● Text section:
We will work to improve our profitability by taking a number of steps, to the
extent possible, such as increasing our loan rates, decreasing our funding
costs, reducing our loan loss provisions, increasing our fee income, and
controlling our operating costs.
On February 27, 2009, the Board of Directors of the FDIC voted to amend the
restoration plan for the Deposit Insurance Fund. The Board took action by
imposing a special assessment on insured institutions of 20 basis points,
implementing changes to the risk-based assessment system, and increasing regular
premium rates for 2009, which banks must pay on top of the special assessment.
The 20 basis point special assessment would be payable on September 30, 2009.

● Data block:
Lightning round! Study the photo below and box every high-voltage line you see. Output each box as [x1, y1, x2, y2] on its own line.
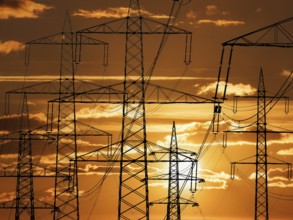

● What you are asked to do: Continue the text about bank profitability and the FDIC special assessment from its last sentence, not from the data after it.

● Answer to this exercise:
On March 5, 2009, the FDIC Chairman announced that the FDIC would be willing,
under certain circumstances, to lower the special assessment from 20 basis
points to 10 basis points. The approval of the cutback is contingent on whether
Congress passes legislation that would expand the FDIC's line of credit with the
Treasury to $100 billion. Legislation to increase the FDIC's borrowing authority
on a permanent basis is also expected to advance to Congress, which should aid
in reducing the burden on the industry. If the 20 basis point special assessment
is retained, we project we will experience an increase in FDIC assessment
expense of approximately $2.0 million from 2008 to 2009. If the special
assessment is lowered to 10 basis points, our increase in FDIC assessment
expense will be approximately $1.0 million in 2009.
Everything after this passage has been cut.